You can be convicted of murder even if you haven’t killed anyone?

Imagine being jailed for nine years while you are still awaiting trial and then… you’re suddenly free to go. That’s what happened to California defendant, Neko Wilson. Wilson was facing the death penalty for a couple’s deaths in which he allegedly helped plan the defendants’ robbery. [1] Wilson’s release came as a result of California passing and enacting Senate Bill 1437. This law retroactively prohibits sentencing a defendant who did not commit homicide, nor could have foreseen that one occurred, similarly as a defendant who committed the homicide itself. [2]

With Senate Bill 1437, California narrowed its felony murder rule: a legal doctrine, originating from English common law, which holds defendants criminally liable for a murder—even if they did not kill nor intend to kill—if they participated in the underlying felony. [3] Given that this is common law legal doctrine rather than a federal statute, application and scope of the felony murder rule varies by state. Compared to other nations that practice common law, the United States is the only modern country that uses the felony murder rule. [4] Yet this rule seemingly violates the 8th amendment of the US Constitution, especially when used to sentence the death penalty.

(Coordinate annotation entries)

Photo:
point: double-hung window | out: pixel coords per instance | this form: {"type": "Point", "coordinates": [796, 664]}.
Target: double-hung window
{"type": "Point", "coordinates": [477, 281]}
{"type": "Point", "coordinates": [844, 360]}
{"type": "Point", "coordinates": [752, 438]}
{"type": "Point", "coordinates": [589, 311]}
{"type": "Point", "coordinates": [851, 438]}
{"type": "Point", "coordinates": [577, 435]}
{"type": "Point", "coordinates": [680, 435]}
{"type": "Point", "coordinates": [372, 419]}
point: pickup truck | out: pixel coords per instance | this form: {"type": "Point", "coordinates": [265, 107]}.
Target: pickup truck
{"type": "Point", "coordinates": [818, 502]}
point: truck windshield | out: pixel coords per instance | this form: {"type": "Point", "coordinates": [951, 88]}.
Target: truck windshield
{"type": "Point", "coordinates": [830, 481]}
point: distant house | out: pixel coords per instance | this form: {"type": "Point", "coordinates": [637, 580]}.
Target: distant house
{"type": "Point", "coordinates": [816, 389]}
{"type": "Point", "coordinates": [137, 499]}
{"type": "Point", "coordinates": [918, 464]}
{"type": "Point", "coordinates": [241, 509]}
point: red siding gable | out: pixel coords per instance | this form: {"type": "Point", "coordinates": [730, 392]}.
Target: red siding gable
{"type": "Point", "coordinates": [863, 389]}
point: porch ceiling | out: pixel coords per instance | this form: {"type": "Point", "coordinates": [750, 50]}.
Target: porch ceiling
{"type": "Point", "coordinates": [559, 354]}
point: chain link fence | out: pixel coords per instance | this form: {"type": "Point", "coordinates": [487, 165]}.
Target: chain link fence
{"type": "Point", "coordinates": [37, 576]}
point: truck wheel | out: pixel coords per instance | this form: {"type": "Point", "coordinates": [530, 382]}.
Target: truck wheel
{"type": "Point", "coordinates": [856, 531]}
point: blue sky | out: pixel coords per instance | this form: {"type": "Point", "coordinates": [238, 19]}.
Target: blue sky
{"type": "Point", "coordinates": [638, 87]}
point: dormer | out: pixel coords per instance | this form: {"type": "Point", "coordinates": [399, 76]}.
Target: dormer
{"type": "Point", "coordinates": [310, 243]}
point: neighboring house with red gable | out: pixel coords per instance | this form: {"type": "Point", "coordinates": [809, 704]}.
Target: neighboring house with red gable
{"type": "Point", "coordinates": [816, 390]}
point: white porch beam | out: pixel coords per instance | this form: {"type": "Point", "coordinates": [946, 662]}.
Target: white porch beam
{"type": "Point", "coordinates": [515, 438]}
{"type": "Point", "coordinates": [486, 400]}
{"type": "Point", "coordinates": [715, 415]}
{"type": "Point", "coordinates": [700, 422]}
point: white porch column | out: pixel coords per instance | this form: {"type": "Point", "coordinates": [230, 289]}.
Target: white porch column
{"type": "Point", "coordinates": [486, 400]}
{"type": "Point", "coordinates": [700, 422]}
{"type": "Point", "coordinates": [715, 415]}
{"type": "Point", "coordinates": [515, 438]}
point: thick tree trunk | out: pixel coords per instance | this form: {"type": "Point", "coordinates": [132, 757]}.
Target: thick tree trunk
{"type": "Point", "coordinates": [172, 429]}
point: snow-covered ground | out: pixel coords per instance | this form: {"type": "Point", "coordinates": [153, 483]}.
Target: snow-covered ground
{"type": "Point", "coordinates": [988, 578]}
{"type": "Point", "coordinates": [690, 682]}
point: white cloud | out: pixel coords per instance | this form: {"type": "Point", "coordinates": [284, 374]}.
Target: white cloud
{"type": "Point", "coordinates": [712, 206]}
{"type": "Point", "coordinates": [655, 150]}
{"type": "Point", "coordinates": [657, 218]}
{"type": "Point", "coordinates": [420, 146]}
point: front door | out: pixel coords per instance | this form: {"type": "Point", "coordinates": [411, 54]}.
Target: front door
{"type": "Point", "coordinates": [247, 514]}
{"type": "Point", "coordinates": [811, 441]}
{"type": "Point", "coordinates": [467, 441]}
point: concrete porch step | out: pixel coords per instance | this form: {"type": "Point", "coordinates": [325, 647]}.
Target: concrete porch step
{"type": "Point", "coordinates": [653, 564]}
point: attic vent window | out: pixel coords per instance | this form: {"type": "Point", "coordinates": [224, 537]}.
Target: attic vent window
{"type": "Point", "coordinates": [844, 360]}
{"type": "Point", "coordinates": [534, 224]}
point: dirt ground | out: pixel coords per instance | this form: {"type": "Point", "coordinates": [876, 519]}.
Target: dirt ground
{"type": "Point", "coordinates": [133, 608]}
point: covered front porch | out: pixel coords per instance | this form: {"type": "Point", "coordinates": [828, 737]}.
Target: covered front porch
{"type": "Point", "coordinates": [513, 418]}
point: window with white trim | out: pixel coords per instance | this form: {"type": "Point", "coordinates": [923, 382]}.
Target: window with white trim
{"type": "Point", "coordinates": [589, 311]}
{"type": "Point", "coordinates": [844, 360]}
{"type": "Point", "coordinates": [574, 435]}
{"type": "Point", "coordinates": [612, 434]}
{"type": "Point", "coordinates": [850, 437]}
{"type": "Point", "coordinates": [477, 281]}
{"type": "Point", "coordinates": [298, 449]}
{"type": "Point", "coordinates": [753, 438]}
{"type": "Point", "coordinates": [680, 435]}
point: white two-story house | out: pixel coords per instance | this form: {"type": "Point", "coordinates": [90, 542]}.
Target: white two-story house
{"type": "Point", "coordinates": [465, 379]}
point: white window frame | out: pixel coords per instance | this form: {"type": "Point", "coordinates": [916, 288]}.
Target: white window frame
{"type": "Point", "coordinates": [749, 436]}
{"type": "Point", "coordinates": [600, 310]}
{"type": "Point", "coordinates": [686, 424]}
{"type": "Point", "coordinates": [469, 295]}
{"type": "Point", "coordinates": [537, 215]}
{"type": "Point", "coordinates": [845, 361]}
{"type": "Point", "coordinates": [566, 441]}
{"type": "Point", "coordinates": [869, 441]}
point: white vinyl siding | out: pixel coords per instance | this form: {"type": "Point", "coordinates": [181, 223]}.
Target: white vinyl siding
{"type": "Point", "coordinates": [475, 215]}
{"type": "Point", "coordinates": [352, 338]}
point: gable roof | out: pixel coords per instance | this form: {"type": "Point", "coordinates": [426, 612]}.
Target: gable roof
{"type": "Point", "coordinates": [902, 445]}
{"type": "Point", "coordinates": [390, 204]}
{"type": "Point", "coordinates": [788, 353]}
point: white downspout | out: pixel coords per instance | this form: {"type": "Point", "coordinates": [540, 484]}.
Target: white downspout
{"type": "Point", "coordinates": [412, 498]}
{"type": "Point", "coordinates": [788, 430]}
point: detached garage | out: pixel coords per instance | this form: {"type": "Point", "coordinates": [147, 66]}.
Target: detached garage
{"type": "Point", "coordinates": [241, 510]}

» **YOUR TASKS**
- 1) In the text on the felony murder rule, condense the paragraph beginning "With Senate Bill 1437, California narrowed" into a short bulleted list that keeps its main facts.
- 2) According to the text on the felony murder rule, why do the application and scope of the rule differ from state to state? Answer in one or two sentences.
Rely only on the text on the felony murder rule and not on the items.

» **ANSWERS GIVEN**
- 1)
- Senate Bill 1437 narrowed California's felony murder rule.
- The rule is a legal doctrine from English common law. It holds people who took part in an underlying felony criminally liable for a murder, even if they did not kill or intend to kill.
- Because it is common law doctrine and not a federal statute, its application and scope vary by state.
- Among modern nations that practice common law, only the United States uses it.
- The rule seemingly violates the 8th amendment of the US Constitution, especially when used to impose the death penalty.

- 2) They differ because the felony murder rule is a common law legal doctrine rather than a federal statute.